--- Begin Dataset ---
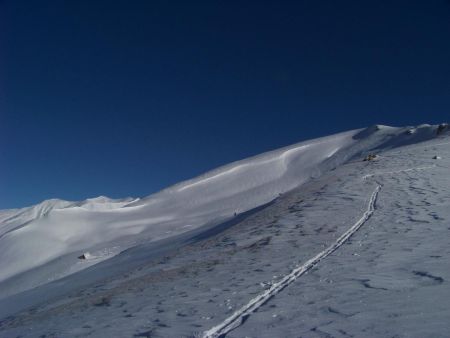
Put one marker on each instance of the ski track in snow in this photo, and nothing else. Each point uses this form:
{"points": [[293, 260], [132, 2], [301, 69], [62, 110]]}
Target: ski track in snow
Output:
{"points": [[241, 315]]}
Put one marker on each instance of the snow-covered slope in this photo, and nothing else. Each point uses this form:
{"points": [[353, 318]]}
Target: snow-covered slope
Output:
{"points": [[43, 241]]}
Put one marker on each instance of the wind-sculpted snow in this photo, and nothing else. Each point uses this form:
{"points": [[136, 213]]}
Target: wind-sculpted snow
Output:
{"points": [[237, 318], [42, 243], [269, 272]]}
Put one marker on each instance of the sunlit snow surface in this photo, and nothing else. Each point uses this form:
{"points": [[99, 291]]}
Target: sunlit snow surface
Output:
{"points": [[379, 283]]}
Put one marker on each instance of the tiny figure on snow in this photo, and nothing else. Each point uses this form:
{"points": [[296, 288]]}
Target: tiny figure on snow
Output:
{"points": [[371, 157], [441, 128], [86, 255]]}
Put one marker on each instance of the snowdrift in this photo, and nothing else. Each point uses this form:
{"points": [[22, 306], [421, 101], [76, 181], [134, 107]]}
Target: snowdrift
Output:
{"points": [[44, 241]]}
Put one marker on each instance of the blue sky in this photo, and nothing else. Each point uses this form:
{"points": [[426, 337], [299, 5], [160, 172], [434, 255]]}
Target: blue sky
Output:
{"points": [[123, 98]]}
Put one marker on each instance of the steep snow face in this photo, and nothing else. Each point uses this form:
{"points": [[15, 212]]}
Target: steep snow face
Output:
{"points": [[44, 240]]}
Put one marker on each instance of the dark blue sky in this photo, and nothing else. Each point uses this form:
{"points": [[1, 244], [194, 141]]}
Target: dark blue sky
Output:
{"points": [[124, 98]]}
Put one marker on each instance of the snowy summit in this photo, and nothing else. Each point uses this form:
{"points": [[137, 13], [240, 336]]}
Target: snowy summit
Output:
{"points": [[341, 235]]}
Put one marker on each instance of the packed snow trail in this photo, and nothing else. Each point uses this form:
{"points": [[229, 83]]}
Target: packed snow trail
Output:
{"points": [[239, 317]]}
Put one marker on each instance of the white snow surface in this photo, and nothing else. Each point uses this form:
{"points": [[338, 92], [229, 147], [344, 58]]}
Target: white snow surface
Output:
{"points": [[44, 240]]}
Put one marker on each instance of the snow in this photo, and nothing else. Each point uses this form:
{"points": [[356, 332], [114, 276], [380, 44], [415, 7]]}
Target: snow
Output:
{"points": [[325, 192]]}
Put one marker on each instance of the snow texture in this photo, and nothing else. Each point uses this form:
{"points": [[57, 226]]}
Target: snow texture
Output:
{"points": [[323, 244]]}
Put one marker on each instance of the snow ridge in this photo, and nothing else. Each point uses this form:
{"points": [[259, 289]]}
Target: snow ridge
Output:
{"points": [[239, 317]]}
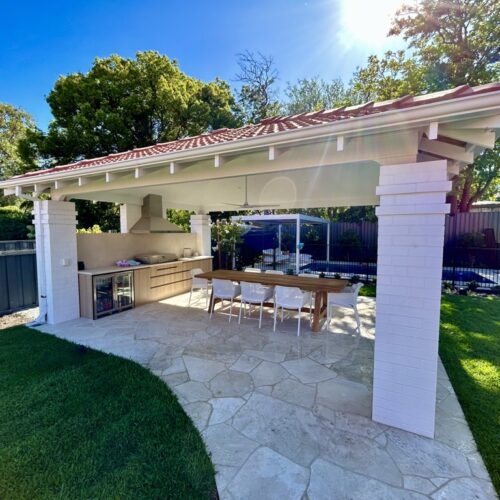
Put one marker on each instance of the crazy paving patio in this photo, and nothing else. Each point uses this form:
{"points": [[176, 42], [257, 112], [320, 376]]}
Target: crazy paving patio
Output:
{"points": [[289, 417]]}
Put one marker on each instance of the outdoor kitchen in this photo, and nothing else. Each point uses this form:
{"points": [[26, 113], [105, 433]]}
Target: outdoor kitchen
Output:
{"points": [[151, 262]]}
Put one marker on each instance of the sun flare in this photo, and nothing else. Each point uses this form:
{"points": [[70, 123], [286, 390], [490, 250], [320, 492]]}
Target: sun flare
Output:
{"points": [[366, 22]]}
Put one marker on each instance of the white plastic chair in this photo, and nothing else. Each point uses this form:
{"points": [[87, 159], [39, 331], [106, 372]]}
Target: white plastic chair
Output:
{"points": [[309, 295], [224, 290], [254, 293], [288, 298], [347, 299], [198, 284]]}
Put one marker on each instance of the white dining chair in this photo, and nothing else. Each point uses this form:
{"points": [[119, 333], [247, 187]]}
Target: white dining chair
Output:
{"points": [[309, 295], [347, 299], [224, 290], [254, 294], [198, 284], [291, 298]]}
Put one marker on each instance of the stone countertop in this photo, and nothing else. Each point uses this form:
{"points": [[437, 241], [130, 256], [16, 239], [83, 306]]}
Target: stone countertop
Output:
{"points": [[118, 269]]}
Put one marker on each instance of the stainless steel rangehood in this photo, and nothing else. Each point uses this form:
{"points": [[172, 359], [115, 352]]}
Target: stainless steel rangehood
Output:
{"points": [[151, 220]]}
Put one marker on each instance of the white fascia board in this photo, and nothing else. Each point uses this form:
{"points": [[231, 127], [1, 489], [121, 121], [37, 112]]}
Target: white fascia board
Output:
{"points": [[452, 111]]}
--- End Dataset ---
> [Written task]: Without including the pictures, return each record above exactly as it stands.

> [Solution for this problem]:
Put one marker on each instance of the ski track in snow in this photo, and nothing else. Each point uses this form:
{"points": [[293, 260], [132, 2], [301, 69], [62, 110]]}
Target: ski track in snow
Output:
{"points": [[241, 315]]}
Put one marker on each instance of the snow-covered slope in this photo, and nothing else. Each point uses this form:
{"points": [[353, 318]]}
Target: snow-covered slope
Output:
{"points": [[43, 241]]}
Put one marker on each instance of the wind-sculpted snow in this photo, and nothing else. Each point uses this form:
{"points": [[136, 213]]}
Target: wind-sculpted snow
Output:
{"points": [[237, 318], [42, 243], [269, 272]]}
Put one marker on each instance of the sunlit snow surface in this photo, and nothing else. Each point uses this form:
{"points": [[99, 291]]}
Target: sunlit snow surface
Output:
{"points": [[379, 283]]}
Put one marker on each instance of the tiny figure on snow in this photo, and nothing else. Each point uses this form:
{"points": [[296, 288]]}
Target: tiny figure on snow
Output:
{"points": [[371, 157], [441, 128], [86, 255]]}
Put one marker on each instance of the snowdrift in this photo, and nothing else. Each point uses this form:
{"points": [[22, 306], [421, 101], [76, 181], [134, 107]]}
Target: snowdrift
Output:
{"points": [[44, 241]]}
Put one marker on each instance of the blue sky in this photo, and nothing else. Each point uses this form:
{"points": [[426, 337], [299, 5], [160, 172], [434, 255]]}
Target: blue sky
Output:
{"points": [[123, 98]]}
Put one marker on each instance of the steep snow face in this photo, and nothing else. Each point uses this form:
{"points": [[15, 212]]}
Target: steep snow face
Output:
{"points": [[44, 240]]}
Put one marker on each instance of the dark blue sky in this photo, and nothing else. Each point uses this form:
{"points": [[1, 244], [194, 141]]}
Target: dark blue sky
Output:
{"points": [[124, 98]]}
Put one marker on each instance of the snowy summit in this photo, and nothing else. Each point uses this form:
{"points": [[137, 13], [240, 336]]}
Target: snowy summit
Output:
{"points": [[341, 235]]}
Put one marker on each instance of the packed snow trail in this photo, and nothing else. Each point uses this form:
{"points": [[229, 83]]}
Target: packed snow trail
Output:
{"points": [[239, 317]]}
Put one marker on each instance of the white snow surface in this photo, and nothing else. Each point uses this form:
{"points": [[338, 92], [229, 147], [344, 58]]}
Target: white snow surface
Output:
{"points": [[44, 240]]}
Put one marker on each instance of the snow in this photo, and nothing else. Each point uses this form:
{"points": [[356, 332], [114, 276], [380, 44], [415, 7]]}
Target: snow
Output:
{"points": [[325, 192]]}
Put one marker on each instance of the snow texture in this photo, and nothing else. Each point uses this form:
{"points": [[57, 226]]}
Target: snow texture
Output:
{"points": [[323, 244]]}
Put one marker on each instance of the snow ridge in this photo, and nothing else. Each point uses this form:
{"points": [[259, 289]]}
Target: snow ridge
Output:
{"points": [[239, 317]]}
Put one marker on each instance of the crazy paving patio in this photo, and nothing else. Each point uses this form:
{"points": [[176, 42], [257, 112], [320, 376]]}
Target: crazy paving patio
Output:
{"points": [[289, 417]]}
Put one marker on each instance of the outdoor kitchen in this photo, and nothing else. Each point uses this form:
{"points": [[26, 113], [105, 433]]}
Target: outdoor kitchen
Output:
{"points": [[151, 262]]}
Put one marker on each instance of the sun flare in this photo, and nothing else. Each point uses this form:
{"points": [[70, 123], [286, 390], [490, 250], [320, 492]]}
Target: sun flare
Output:
{"points": [[366, 22]]}
Put one marker on each instance of the white plastic chair in this photo, and nothing else. Each point uses this form:
{"points": [[87, 159], [39, 331], [106, 372]]}
Target: white plastic chair
Output:
{"points": [[309, 295], [224, 290], [254, 293], [288, 298], [347, 299], [198, 284]]}
Put one marker on each instance of the white dining chair in this photo, and nothing else. Each point uses this form:
{"points": [[119, 333], [247, 187]]}
Target: white dining chair
Output:
{"points": [[309, 295], [347, 299], [224, 290], [254, 294], [198, 284], [291, 298]]}
Put one marker on each instance of the stone countertop in this photo, and nothing else. Each point uses this form:
{"points": [[437, 241], [130, 256], [16, 239], [83, 306]]}
Target: stone countertop
Output:
{"points": [[118, 269]]}
Put one marker on each instance of the stainless steel rangehood in this photo, and nothing else. Each point uses this form:
{"points": [[172, 359], [115, 352]]}
Target: stainless steel rangehood
Output:
{"points": [[151, 220]]}
Put one marker on each instance of the white fascia board in this photo, and nothing else. Each point uses this form:
{"points": [[231, 127], [1, 489], [121, 121], [37, 112]]}
Target: white fascia board
Output:
{"points": [[452, 111]]}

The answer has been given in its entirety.